Written exercise =
Emit only the lines from the line containing "task | indicate the woman's blonde" through the last line of the entries, unchanged.

Material =
= = =
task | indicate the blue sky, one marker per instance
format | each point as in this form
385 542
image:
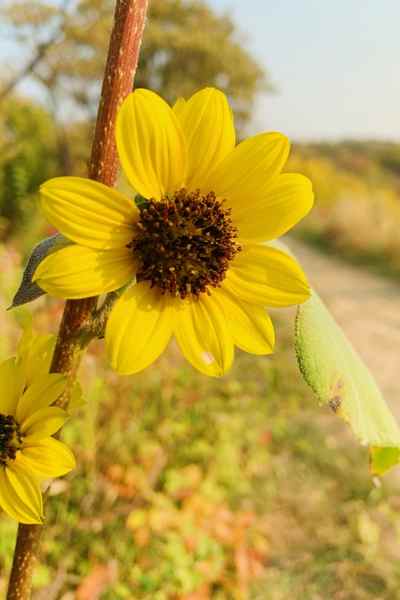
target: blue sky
335 65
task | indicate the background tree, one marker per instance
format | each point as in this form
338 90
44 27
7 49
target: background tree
65 44
203 48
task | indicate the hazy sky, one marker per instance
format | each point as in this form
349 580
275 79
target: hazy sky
335 65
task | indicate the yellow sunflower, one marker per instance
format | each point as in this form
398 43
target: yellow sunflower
28 453
188 238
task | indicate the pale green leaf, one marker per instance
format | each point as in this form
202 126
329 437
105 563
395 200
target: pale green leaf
339 378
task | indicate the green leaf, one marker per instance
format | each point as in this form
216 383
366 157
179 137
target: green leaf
383 459
339 378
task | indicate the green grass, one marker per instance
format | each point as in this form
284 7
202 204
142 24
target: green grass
194 488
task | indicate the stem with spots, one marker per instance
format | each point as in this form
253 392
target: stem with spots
123 54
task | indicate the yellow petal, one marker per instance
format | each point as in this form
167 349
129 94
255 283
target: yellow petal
150 145
8 384
27 488
47 458
88 212
12 504
207 123
287 200
202 334
245 173
79 272
267 276
179 107
249 324
43 423
39 395
139 328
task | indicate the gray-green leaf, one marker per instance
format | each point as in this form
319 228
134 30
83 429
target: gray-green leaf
28 290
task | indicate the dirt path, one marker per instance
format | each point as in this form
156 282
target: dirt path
367 306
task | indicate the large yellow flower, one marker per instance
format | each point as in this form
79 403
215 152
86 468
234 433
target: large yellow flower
28 453
192 242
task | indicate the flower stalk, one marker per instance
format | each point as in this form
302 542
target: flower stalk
119 73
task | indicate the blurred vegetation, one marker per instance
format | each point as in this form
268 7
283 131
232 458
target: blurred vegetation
65 45
357 212
190 488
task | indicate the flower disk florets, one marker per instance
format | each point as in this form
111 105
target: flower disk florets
184 243
10 438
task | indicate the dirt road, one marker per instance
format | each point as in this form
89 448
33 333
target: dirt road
367 307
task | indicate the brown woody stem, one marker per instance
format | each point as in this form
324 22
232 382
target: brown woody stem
123 54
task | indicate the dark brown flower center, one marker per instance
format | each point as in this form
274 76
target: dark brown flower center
10 438
184 243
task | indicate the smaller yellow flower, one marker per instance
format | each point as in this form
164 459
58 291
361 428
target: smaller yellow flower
28 453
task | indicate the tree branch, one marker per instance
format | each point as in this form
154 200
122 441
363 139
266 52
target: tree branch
121 66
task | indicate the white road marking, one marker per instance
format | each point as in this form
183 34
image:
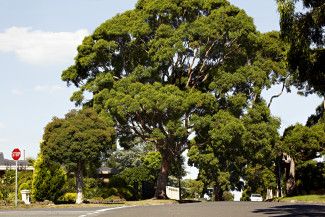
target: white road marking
103 210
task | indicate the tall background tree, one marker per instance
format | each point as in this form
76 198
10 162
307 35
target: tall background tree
79 141
303 29
161 67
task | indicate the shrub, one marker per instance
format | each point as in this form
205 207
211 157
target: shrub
68 198
228 196
48 180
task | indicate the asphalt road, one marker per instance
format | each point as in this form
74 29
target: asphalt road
217 209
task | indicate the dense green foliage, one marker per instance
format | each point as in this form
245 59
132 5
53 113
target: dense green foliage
163 68
304 30
78 142
48 180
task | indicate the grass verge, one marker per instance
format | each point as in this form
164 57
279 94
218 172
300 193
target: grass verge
305 198
149 202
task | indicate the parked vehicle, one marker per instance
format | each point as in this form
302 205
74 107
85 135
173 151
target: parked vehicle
256 197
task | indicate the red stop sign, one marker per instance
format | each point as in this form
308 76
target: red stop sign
16 154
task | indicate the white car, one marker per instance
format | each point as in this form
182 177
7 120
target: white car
256 197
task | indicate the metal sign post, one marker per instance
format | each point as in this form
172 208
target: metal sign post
16 155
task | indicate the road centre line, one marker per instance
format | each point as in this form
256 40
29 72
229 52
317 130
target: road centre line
104 210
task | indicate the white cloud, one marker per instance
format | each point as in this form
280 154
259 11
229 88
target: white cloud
48 88
40 48
17 92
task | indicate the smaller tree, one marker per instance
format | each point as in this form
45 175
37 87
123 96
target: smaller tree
78 141
301 144
48 180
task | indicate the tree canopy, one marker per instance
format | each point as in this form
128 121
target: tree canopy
78 141
303 28
164 67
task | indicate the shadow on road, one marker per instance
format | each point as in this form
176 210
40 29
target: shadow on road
294 210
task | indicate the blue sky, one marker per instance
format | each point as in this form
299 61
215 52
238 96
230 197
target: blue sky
38 40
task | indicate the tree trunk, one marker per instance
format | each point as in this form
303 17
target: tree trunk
290 176
162 180
79 184
218 192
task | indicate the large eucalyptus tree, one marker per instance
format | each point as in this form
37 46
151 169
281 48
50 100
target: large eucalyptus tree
159 68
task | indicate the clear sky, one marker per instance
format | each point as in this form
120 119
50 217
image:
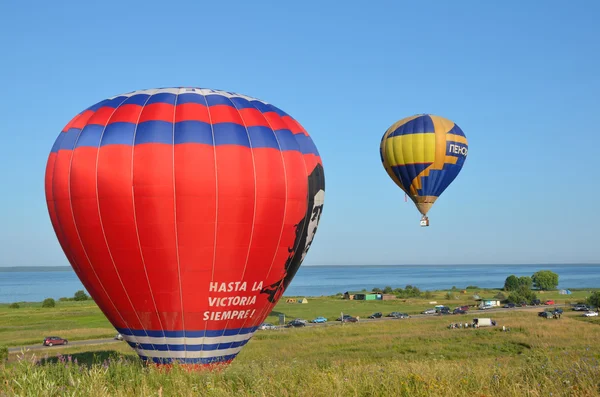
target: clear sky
522 79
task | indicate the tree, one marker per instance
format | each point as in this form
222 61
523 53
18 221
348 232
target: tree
80 296
526 281
522 294
49 302
545 280
511 283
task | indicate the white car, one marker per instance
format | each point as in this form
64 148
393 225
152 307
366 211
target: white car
267 326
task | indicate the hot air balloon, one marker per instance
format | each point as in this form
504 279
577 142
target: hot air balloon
185 213
423 154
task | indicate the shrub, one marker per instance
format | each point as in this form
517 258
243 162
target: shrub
49 302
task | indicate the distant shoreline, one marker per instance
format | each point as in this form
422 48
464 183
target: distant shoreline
69 268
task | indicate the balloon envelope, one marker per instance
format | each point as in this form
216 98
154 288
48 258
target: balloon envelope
423 154
185 212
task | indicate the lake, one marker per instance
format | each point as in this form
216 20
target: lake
35 286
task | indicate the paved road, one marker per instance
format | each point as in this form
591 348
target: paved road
71 343
471 313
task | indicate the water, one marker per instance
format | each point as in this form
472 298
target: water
35 286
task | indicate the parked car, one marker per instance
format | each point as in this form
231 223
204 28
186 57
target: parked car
580 307
267 326
545 314
296 323
54 340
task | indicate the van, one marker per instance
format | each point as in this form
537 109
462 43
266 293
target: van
484 322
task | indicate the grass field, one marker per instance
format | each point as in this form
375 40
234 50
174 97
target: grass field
83 320
410 357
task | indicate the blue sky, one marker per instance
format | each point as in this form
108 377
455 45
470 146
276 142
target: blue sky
520 78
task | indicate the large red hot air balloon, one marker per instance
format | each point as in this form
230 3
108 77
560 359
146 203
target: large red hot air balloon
185 212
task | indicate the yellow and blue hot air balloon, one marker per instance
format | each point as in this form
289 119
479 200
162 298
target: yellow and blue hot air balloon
423 154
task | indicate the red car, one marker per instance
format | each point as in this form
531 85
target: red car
54 340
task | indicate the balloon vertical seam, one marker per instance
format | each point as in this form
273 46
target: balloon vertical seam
152 92
77 229
212 130
102 224
269 306
176 233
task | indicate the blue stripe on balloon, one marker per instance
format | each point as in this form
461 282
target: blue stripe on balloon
187 347
193 132
68 141
188 334
419 125
155 131
118 134
90 136
208 360
57 142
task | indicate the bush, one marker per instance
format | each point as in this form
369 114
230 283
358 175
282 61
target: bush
80 296
49 302
3 354
523 294
511 283
545 280
594 299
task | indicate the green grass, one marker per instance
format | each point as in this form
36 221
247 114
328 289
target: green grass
83 320
411 357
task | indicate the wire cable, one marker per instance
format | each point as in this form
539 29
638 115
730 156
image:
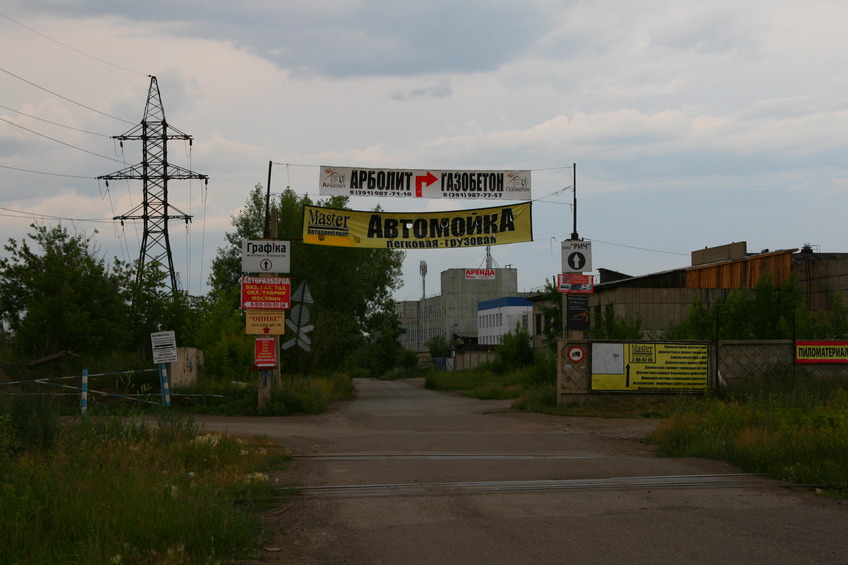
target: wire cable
58 141
54 123
66 46
66 98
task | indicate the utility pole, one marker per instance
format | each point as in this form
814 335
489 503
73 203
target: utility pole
573 334
155 171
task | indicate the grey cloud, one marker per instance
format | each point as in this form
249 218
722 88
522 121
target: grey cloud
441 90
341 39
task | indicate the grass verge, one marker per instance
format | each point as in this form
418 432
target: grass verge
790 429
97 491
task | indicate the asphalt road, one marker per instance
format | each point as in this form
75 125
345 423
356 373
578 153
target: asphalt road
403 475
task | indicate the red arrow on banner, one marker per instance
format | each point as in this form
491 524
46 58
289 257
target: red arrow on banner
420 182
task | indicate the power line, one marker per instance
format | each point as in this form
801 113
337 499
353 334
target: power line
65 98
66 46
54 123
58 141
44 173
23 214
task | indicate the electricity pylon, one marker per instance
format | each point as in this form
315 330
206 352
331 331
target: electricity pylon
155 171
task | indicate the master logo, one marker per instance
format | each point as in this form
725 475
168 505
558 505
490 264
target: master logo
322 222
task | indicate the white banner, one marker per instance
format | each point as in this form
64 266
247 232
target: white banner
424 183
480 274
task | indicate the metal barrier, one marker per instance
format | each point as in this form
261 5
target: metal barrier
84 390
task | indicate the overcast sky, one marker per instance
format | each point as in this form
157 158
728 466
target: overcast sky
691 123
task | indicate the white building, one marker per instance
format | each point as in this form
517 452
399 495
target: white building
501 316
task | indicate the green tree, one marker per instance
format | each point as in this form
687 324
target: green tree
59 295
612 326
551 309
515 350
351 287
438 346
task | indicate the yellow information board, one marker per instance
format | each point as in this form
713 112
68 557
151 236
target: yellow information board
649 367
418 230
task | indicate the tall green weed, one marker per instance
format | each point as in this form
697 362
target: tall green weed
797 433
108 491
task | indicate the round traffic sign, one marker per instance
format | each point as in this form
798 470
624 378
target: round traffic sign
576 354
576 261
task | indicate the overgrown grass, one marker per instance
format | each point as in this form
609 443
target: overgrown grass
791 429
794 430
117 491
488 381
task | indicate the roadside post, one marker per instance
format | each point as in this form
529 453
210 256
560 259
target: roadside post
265 298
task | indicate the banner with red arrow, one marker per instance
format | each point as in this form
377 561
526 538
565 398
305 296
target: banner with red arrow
424 183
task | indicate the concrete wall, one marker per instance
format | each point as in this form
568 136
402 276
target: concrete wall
184 371
469 359
736 360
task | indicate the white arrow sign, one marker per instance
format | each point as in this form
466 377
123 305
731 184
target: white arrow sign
576 256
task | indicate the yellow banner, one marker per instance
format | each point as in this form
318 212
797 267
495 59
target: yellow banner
418 230
656 367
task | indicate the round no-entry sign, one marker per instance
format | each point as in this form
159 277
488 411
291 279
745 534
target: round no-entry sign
576 354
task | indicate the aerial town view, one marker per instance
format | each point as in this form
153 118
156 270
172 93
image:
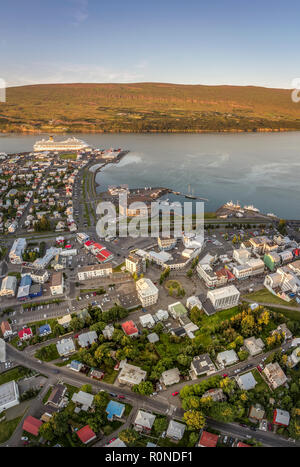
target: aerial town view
149 232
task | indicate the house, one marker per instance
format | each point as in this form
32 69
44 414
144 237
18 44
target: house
131 375
97 374
162 315
6 329
57 396
94 271
147 321
8 286
147 292
86 434
144 421
117 443
65 321
246 381
170 377
203 364
275 375
130 329
229 357
254 346
217 395
44 330
83 400
284 331
256 413
108 331
114 410
76 366
177 310
57 283
32 425
87 338
65 347
2 351
175 430
208 440
153 337
25 334
9 395
281 417
192 302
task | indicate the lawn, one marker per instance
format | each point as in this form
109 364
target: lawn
48 353
68 156
7 428
265 296
14 374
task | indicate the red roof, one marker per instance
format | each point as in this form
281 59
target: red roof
86 434
129 328
25 333
89 243
5 326
208 440
32 425
106 253
98 246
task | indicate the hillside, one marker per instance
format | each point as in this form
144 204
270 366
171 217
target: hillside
142 107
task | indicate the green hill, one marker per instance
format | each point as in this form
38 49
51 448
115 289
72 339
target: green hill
142 107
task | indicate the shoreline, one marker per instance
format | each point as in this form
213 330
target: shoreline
149 132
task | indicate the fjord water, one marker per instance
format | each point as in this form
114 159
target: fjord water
260 169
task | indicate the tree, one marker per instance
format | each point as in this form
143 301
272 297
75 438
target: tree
145 388
194 419
160 424
129 436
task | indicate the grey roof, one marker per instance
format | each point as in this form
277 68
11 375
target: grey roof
246 381
2 351
83 398
87 338
153 337
175 430
144 419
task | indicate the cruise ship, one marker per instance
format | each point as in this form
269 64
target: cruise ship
70 144
251 208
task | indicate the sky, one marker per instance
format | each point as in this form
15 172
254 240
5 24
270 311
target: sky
235 42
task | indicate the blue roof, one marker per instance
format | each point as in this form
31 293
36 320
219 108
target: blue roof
44 328
25 280
75 364
114 409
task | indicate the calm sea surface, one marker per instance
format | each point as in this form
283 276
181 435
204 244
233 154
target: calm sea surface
259 169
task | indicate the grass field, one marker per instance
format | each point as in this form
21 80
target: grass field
69 156
147 107
265 296
7 428
13 375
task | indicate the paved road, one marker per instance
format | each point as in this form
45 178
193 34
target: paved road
159 405
273 305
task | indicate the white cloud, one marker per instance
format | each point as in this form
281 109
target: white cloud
79 11
70 73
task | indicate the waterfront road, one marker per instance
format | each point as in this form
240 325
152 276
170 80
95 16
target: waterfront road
159 405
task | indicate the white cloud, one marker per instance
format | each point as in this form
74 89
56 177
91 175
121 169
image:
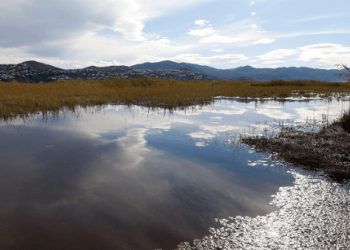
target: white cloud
313 18
277 54
201 32
201 22
216 50
325 53
219 59
264 41
272 62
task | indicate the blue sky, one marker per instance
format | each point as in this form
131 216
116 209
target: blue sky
219 33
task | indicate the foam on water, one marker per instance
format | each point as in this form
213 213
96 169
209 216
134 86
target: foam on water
314 214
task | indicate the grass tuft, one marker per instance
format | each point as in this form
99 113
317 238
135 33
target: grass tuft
20 99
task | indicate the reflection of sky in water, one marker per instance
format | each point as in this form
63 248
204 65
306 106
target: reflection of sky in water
130 178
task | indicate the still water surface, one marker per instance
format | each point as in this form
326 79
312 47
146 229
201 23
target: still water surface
134 178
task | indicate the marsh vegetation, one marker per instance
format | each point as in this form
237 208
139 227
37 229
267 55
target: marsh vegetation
326 149
21 99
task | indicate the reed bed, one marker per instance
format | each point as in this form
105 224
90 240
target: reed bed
20 99
327 150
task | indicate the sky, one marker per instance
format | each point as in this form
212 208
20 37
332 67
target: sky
222 34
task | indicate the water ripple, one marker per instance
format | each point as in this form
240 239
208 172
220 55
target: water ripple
314 214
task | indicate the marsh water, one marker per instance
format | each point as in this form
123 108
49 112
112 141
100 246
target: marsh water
131 177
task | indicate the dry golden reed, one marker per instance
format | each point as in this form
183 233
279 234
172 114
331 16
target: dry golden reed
27 98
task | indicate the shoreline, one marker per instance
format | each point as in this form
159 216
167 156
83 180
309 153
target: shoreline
327 150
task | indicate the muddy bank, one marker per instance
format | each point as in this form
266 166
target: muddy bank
327 151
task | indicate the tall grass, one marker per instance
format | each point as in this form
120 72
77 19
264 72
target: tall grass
26 98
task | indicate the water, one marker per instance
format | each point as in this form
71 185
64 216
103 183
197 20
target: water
134 178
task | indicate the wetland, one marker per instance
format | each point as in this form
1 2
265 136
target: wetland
125 176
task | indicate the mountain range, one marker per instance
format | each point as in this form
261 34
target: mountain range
257 74
32 71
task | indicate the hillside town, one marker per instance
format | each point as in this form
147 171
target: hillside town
34 72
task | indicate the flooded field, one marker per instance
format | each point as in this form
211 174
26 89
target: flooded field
135 178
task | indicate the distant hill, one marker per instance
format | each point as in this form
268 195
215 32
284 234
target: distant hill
111 69
257 74
39 65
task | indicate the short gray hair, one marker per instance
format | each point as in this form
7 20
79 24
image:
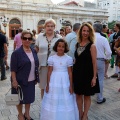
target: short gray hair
98 27
76 26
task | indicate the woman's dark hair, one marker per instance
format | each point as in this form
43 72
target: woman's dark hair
118 25
56 45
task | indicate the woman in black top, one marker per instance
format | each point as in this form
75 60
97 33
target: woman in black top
115 36
85 70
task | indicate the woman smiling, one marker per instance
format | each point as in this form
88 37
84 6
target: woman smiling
24 72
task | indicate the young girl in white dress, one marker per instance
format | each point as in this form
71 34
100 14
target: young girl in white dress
59 102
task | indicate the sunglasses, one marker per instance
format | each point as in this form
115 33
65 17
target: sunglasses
25 38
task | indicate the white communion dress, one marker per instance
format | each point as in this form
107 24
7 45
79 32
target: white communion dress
58 103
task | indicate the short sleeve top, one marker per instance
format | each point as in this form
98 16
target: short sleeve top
42 43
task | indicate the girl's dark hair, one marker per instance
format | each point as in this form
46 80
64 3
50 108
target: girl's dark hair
56 45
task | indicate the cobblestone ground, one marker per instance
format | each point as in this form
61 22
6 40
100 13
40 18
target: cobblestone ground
110 110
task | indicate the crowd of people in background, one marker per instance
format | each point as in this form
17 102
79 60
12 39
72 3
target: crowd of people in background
70 66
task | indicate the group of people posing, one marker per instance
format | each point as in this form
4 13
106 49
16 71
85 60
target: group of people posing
69 70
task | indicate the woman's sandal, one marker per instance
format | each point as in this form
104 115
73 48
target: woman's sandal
19 117
27 118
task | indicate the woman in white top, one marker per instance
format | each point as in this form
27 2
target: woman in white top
44 46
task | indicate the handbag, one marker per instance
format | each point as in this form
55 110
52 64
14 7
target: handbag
14 99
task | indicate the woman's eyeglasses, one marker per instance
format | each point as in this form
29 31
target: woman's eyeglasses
25 38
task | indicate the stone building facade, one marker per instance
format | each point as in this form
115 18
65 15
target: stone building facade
31 14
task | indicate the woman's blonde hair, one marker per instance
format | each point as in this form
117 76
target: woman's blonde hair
50 20
24 32
91 37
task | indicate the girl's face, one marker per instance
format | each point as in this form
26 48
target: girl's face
49 28
85 32
27 40
61 48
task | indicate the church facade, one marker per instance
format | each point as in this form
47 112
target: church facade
31 14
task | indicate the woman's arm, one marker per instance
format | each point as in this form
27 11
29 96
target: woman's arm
36 48
70 78
50 69
94 56
14 81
= = =
Task response =
task | indicate the woman's blonde hair, one marker per instance
format | each point as in this form
117 76
target: woman's blonde hair
50 20
24 32
91 37
task | indicate the girl's face, one marker per instance
format | each point as in this form
26 48
target: girl's face
49 28
85 32
27 40
61 48
task | indicate the church facade, one marker per instance
format | each point as in this form
47 112
target: church facade
31 14
task | indicate the woman's arm, one marker per instance
format | each point as in this form
27 11
29 96
target: woman's arm
36 48
70 78
50 69
94 56
14 81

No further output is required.